[Task statement]
Rewrite the listing as a numbered list, starting at its first line and going up to and including the line with "negative clicks: (149, 113) (139, 105)". Leave out any blank lines.

[Working data]
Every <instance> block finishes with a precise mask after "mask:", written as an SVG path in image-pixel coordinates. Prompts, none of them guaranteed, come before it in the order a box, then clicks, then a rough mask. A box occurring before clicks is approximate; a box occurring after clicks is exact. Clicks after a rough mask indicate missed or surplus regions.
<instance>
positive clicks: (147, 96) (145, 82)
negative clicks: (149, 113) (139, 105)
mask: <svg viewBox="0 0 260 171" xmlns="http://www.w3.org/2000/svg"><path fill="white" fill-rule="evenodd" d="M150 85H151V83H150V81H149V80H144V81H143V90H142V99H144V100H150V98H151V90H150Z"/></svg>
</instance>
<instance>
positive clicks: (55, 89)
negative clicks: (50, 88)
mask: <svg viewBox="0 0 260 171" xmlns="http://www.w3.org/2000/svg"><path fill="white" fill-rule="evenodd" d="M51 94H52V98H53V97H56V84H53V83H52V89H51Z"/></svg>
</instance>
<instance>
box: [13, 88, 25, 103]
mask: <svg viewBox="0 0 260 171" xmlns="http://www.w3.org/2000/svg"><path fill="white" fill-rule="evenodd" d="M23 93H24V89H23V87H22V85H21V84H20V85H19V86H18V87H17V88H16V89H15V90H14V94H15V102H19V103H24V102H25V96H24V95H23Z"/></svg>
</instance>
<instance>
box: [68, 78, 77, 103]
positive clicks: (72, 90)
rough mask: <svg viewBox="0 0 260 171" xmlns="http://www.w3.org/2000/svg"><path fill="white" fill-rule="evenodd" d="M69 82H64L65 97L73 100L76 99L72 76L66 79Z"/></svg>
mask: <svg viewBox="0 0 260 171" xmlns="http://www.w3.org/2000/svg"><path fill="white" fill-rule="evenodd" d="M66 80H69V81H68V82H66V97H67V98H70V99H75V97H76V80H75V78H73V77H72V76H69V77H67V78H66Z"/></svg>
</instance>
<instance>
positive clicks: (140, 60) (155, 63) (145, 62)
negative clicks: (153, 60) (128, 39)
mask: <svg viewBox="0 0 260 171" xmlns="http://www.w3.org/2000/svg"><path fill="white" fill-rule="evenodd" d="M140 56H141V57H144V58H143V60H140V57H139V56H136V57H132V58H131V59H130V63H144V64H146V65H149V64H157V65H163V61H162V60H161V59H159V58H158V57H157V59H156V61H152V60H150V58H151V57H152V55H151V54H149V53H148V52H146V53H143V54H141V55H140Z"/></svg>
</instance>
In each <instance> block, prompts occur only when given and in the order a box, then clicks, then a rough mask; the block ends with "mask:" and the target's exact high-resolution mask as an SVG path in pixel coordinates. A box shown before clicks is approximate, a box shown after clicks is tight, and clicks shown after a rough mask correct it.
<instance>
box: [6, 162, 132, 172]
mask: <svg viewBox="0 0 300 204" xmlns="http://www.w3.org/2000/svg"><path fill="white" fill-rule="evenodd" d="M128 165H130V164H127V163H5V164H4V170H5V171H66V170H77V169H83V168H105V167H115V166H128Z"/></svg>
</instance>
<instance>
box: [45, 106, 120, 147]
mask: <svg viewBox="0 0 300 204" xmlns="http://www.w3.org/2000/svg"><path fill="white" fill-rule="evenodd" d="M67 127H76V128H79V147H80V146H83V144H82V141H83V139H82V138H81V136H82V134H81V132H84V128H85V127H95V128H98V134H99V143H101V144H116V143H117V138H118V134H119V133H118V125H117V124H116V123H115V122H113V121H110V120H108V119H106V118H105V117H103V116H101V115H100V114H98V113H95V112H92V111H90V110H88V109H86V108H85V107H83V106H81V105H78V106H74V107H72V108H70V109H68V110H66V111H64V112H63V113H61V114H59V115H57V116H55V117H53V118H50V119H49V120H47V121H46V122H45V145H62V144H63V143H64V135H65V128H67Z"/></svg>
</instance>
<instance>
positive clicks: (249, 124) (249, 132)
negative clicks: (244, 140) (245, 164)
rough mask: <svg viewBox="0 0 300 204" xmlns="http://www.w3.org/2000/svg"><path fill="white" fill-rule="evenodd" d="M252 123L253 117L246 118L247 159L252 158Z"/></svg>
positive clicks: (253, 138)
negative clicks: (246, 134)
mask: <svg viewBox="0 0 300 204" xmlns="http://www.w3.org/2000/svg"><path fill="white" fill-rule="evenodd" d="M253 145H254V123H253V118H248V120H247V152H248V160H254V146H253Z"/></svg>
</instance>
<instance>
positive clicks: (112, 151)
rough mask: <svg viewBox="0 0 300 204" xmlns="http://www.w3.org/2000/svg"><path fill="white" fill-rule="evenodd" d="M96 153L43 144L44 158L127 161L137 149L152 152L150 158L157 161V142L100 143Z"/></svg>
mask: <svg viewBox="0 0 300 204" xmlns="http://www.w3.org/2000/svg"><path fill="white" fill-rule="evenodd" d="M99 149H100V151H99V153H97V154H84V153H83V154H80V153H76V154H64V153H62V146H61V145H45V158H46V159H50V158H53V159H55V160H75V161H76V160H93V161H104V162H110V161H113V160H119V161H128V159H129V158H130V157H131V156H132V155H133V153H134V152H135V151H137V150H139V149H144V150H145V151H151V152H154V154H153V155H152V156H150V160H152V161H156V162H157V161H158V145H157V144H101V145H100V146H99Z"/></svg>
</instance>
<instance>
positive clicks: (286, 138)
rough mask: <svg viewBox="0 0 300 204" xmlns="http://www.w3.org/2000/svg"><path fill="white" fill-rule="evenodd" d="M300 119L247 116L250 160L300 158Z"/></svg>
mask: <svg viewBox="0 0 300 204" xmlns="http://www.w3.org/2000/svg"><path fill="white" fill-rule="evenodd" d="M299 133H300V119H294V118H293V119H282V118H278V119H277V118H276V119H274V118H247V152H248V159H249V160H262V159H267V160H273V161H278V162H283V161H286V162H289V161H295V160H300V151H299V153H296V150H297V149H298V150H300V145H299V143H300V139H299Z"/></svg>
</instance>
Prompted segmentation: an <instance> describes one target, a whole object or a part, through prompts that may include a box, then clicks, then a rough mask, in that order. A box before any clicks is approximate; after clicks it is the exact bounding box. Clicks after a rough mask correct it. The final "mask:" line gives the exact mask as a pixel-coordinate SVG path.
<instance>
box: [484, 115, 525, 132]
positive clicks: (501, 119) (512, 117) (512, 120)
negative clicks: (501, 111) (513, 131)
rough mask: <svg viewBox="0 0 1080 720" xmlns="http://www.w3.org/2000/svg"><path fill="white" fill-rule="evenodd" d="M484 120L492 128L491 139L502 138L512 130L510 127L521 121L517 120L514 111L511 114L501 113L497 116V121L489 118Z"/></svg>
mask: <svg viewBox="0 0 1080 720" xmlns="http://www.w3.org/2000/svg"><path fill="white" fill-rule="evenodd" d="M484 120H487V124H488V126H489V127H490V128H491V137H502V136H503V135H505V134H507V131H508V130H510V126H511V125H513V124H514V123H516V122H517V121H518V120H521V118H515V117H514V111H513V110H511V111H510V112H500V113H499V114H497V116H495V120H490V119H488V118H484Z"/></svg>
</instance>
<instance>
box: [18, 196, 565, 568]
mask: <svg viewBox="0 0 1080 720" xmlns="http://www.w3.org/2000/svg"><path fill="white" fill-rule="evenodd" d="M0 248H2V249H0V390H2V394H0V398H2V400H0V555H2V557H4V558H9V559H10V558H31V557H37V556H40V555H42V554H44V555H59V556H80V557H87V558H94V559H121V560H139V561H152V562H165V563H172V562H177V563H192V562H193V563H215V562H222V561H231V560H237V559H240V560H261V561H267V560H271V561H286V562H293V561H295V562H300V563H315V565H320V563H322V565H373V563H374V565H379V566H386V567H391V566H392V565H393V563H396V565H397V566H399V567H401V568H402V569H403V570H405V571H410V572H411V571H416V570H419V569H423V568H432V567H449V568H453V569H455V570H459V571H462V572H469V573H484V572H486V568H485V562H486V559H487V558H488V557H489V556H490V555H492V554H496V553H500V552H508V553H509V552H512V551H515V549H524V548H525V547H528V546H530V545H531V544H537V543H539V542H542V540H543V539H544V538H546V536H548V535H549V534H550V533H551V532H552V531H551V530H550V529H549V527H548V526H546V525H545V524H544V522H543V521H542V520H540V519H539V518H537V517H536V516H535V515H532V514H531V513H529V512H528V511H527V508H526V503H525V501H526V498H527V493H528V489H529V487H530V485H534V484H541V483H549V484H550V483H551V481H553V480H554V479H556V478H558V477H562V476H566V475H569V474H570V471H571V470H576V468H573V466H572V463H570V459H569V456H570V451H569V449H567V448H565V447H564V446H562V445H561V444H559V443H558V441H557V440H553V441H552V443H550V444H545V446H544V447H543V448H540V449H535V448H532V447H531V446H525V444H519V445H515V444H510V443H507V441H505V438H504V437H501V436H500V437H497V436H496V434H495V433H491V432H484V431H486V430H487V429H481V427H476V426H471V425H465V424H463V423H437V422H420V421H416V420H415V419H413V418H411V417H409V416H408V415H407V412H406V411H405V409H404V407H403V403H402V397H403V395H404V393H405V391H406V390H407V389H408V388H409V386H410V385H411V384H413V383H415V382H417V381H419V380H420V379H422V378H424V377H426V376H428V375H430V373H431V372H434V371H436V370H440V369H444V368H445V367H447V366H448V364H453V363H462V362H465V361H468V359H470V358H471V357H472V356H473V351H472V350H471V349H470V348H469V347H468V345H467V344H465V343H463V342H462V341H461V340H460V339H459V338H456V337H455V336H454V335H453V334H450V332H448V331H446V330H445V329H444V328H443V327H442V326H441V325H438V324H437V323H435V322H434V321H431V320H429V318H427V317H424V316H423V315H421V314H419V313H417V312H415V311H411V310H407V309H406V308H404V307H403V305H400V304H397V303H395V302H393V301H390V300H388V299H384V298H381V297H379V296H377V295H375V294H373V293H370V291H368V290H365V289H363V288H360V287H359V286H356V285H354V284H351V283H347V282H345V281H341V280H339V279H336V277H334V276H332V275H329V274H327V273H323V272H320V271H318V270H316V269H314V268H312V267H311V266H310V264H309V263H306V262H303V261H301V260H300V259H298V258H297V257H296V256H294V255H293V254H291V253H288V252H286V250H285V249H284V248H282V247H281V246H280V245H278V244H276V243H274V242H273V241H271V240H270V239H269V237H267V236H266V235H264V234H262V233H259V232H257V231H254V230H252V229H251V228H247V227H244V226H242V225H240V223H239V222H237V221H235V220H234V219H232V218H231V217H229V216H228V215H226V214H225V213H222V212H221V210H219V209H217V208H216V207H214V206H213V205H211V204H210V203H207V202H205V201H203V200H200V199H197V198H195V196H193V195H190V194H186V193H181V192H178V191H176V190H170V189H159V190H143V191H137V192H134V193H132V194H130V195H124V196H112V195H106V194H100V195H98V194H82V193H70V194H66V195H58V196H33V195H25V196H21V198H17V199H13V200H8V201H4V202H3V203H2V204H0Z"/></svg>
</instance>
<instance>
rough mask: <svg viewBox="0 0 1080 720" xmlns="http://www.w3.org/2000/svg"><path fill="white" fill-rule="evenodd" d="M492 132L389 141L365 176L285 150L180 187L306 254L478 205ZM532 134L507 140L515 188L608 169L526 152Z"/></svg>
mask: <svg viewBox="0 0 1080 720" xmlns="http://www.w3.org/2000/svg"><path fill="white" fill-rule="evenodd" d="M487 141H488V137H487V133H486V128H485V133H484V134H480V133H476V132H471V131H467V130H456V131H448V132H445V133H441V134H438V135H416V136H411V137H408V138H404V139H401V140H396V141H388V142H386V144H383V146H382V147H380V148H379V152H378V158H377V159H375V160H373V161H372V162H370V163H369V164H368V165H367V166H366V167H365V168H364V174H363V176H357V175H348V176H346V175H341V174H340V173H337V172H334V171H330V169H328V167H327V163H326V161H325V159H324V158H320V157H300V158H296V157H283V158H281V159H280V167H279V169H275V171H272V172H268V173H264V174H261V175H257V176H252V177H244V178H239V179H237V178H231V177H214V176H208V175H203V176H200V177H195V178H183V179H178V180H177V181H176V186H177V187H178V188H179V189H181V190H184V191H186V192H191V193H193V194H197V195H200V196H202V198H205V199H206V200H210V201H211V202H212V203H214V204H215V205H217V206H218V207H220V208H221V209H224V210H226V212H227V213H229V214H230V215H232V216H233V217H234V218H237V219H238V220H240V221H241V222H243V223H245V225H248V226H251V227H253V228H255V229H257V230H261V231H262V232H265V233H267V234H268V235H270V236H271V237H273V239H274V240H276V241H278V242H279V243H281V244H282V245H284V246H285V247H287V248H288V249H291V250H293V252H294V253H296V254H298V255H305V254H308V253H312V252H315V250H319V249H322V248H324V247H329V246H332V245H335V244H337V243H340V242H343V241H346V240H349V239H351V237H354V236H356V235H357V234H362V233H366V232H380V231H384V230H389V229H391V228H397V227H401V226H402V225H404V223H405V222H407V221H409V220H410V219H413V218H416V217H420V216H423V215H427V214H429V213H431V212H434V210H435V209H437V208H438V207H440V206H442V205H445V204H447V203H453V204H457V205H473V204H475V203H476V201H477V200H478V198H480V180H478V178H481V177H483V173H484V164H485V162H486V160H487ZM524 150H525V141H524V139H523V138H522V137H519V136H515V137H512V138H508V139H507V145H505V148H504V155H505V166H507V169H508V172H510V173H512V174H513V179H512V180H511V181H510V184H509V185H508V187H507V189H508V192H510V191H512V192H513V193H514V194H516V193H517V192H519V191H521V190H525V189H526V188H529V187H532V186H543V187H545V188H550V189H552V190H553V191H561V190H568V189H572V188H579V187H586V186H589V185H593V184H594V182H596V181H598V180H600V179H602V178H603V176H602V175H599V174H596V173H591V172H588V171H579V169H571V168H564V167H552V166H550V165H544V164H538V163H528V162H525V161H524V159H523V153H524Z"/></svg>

[Written reply]
1. Every <instance> block finishes with a precise mask after "mask:", written as an SVG path in image-pixel coordinates. Prompts, none of them guaranteed, come before it in the order a box, then clicks, then a rough mask. A box occurring before clicks is approximate; a box occurring after clicks is exact. Clicks after a rough mask indicate missed or surplus regions.
2. <instance>
3. positive clicks: (147, 96) (145, 82)
4. negative clicks: (149, 113) (139, 105)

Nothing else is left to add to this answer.